--- Begin MATERIAL PROVIDED ---
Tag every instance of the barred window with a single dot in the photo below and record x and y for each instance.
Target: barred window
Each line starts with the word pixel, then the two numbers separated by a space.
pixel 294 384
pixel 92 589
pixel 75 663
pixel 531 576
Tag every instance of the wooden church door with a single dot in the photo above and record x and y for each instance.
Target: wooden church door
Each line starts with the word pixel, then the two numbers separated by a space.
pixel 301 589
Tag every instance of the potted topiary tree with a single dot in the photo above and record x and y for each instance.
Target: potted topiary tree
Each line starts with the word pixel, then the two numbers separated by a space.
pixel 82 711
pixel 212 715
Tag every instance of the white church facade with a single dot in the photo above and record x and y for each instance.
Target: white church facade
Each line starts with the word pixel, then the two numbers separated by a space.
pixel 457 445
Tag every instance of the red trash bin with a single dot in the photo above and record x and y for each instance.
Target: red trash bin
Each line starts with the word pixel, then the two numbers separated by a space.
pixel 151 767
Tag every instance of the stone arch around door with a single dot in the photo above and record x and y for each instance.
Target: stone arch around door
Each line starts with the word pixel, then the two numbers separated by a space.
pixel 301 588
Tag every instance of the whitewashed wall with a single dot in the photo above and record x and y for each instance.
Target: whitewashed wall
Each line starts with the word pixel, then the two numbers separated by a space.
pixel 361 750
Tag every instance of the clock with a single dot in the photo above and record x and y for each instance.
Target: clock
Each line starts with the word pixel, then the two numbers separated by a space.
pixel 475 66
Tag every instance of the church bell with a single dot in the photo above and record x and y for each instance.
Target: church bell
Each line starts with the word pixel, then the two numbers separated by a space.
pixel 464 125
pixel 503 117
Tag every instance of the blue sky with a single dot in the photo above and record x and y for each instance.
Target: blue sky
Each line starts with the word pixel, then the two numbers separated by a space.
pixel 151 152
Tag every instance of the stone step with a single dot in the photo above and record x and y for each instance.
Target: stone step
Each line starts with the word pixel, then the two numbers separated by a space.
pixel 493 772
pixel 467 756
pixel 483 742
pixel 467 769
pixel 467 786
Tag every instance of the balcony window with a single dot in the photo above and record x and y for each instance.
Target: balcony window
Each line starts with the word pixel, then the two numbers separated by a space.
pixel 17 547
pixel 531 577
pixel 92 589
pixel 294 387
--- End MATERIAL PROVIDED ---
#### [EXERCISE GOAL]
Transcribe the entire listing above verbatim, without any alteration.

#### [RESPONSE]
Tag every instance of the barred window with a single dot in the photo below and record x and y for each instance.
Target: barred window
Each line starts with the word pixel, then the two numbers separated by a space.
pixel 294 384
pixel 92 589
pixel 75 663
pixel 531 576
Tag every instance of the wooden church door with a single dot in the photo above and record x and y for each instance.
Target: wooden church door
Each line starts with the word pixel, then the two numbers separated by a space.
pixel 301 589
Tag every instance of the potted topiary tree with a single dot in the photo above and record x and y for each instance.
Target: potted topiary tree
Each line starts with the word pixel, then the two numbers separated by a space.
pixel 82 711
pixel 212 715
Tag every instance of the white church facade with a single dot in the photo above and record x and y for each instance.
Target: white church facade
Each line starts with the word pixel, then the two numbers separated by a space.
pixel 457 445
Tag every instance of the red trash bin with a single dot in the photo above and record x and y for each instance.
Target: red trash bin
Each line starts with the word pixel, then the two numbers separated by a space.
pixel 151 767
Tag every instance of the stone arch around door with a single dot in the photo above and record x and y for each instance.
Target: stone arch around door
Each line starts with the word pixel, then the two numbers separated by a space.
pixel 301 588
Tag every instance of the whitewashed wall with a single dot in the photo above and record x and y for each instance.
Target: whitewashed wall
Each line starts with the word pixel, then the two numbers separated by a space.
pixel 361 750
Tag every instance of the clock with a single dot in the photo above and record x and y for each instance.
Target: clock
Each line starts with the word pixel, then the two numbers separated by a space.
pixel 475 66
Tag every instance of the church bell with a single dot in the photo above and record x and y for each instance.
Target: church bell
Each line starts with the word pixel, then the two numbers separated by a space.
pixel 464 125
pixel 503 117
Tag every instance of the blue sky with a single dot in the photo above and record x and y for each instance.
Target: blue sky
Each line starts with the word pixel, then the two numbers separated by a space.
pixel 151 152
Tag every instance of the stone step with a single dot in the photo above and record x and y for each instance.
Target: stone step
Each line starts with the word pixel, then the two numbers separated by a space.
pixel 493 772
pixel 467 756
pixel 483 742
pixel 467 769
pixel 467 786
Tag every instance of the balcony window with a single dot in the photo above and record x and y for each instance.
Target: balcony window
Each line starts with the word pixel, then the two numbers separated by a space.
pixel 17 547
pixel 531 577
pixel 92 589
pixel 294 387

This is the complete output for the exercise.